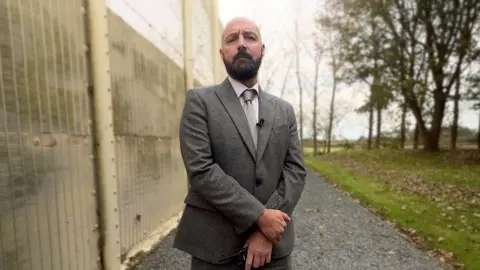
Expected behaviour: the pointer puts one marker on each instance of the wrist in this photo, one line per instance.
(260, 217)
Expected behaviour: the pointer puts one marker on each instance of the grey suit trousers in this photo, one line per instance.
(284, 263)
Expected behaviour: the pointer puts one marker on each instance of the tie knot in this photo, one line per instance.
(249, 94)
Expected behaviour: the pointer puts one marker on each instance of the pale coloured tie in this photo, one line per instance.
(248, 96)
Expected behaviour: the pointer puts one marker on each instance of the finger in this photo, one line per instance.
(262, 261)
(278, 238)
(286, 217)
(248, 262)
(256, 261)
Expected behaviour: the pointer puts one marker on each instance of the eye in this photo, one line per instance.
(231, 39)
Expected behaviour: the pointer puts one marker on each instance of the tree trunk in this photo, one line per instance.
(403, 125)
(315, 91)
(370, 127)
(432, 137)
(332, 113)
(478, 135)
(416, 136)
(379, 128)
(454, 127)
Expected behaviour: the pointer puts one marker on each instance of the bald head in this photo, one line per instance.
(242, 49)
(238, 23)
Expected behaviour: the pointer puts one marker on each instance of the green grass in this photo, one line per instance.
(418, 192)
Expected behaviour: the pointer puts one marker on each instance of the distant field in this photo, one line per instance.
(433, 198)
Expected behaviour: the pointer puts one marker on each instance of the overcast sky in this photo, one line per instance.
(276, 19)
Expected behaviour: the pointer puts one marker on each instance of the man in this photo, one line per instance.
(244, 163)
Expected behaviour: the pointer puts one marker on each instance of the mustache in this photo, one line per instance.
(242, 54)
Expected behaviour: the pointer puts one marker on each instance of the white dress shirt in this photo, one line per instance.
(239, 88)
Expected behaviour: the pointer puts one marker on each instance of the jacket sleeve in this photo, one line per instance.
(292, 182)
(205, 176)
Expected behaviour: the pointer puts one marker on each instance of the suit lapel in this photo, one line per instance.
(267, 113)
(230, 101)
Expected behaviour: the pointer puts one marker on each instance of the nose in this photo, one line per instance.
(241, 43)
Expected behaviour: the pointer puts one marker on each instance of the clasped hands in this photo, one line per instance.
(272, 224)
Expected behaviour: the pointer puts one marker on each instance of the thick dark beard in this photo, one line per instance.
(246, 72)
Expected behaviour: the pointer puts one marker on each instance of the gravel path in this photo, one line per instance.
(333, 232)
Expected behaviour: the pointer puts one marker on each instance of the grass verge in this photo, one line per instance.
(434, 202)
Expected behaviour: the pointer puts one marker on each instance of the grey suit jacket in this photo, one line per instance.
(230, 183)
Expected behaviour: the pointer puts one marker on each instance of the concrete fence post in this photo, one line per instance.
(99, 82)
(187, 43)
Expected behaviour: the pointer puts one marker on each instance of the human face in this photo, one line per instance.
##############################
To do: Can you copy out word for word every line of the listing above, from the line holding "beard in this photo, one line per instance." through the end of the listing, inclusive?

Written answer:
Expected behaviour: the pointer puts one marker on each instance of the thick dark beard in this photo, one line per instance.
(246, 72)
Expected behaviour: the pointer puts one marker on each instance of the gravel path in this photo, one line per instance.
(333, 232)
Expected behaviour: the pointer puts one marker on each instance of the grass verge in this photo, one line per instance.
(434, 202)
Expected behaviour: the pointer puts one marker on each instance of the grey suit jacket in this photo, one line per instance.
(230, 183)
Expected behaviour: the pointer puts one marker on each instance of the concrete fence post in this photo, one line per instance.
(99, 82)
(187, 43)
Expected behaviour: the pointer puts one marker on each instance of the human face in this photo, one line per instance.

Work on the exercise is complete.